▸ Problem to work on: Rewrite the rows below with every "Wildlife camera" changed to "Doorbell camera" and everything else left as is. Leave out the pictures.

--------------------------------------------------

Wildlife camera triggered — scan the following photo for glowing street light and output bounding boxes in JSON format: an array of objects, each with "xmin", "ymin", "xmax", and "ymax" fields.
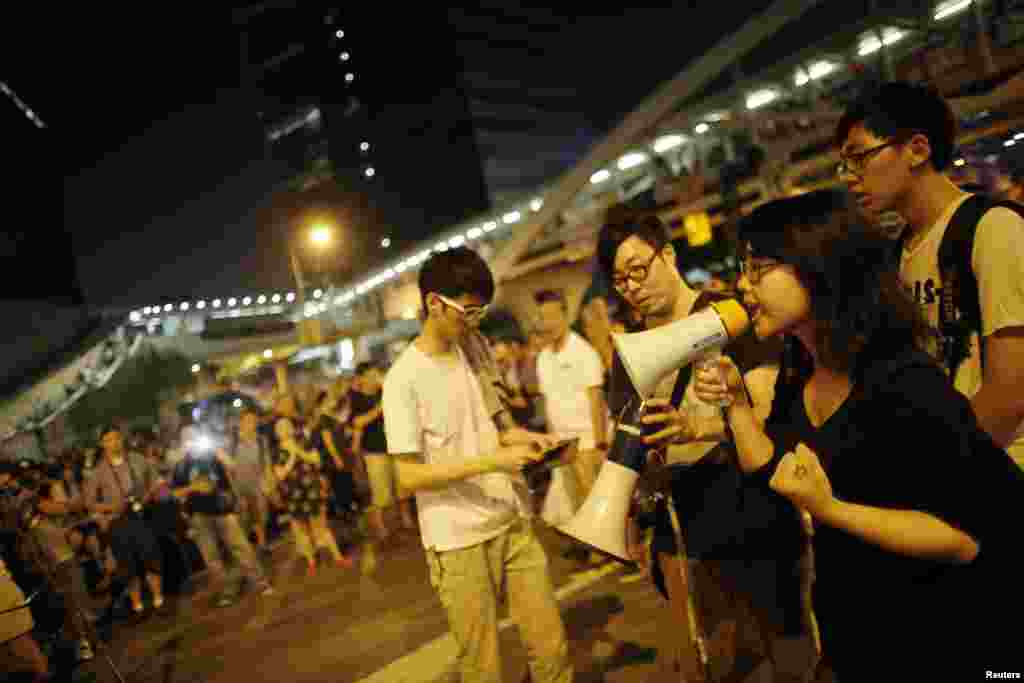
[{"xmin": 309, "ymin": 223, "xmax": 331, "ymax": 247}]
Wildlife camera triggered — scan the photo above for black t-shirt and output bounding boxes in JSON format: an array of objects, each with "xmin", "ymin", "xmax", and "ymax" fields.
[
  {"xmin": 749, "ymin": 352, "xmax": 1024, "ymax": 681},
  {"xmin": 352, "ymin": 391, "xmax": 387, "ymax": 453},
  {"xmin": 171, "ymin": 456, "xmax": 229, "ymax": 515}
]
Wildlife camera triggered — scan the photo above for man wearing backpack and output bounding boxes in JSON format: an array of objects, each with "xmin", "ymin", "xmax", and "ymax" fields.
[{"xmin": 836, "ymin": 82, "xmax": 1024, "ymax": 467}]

--------------------------------------------------

▸ Correct response:
Doorbell camera triggered — scan the following photo for glowing street light and output bounding boxes in JSON format: an array of objects, each with "xmin", "ymin", "xmax", and "ymax" fields.
[{"xmin": 309, "ymin": 223, "xmax": 331, "ymax": 247}]
Doorbell camera triggered — scan the photo above for black t-shirt and output bounding boxes in JSON format: an array of objects, each with "xmin", "ymin", "xmax", and "ymax" fields.
[
  {"xmin": 749, "ymin": 352, "xmax": 1024, "ymax": 681},
  {"xmin": 352, "ymin": 391, "xmax": 387, "ymax": 453},
  {"xmin": 171, "ymin": 456, "xmax": 229, "ymax": 515}
]
Doorbell camera triggered — scan the photo above for man wearing backpack and output bounding boxes in JSON format: an array of objects, each with "xmin", "ymin", "xmax", and "ymax" fields.
[{"xmin": 836, "ymin": 82, "xmax": 1024, "ymax": 467}]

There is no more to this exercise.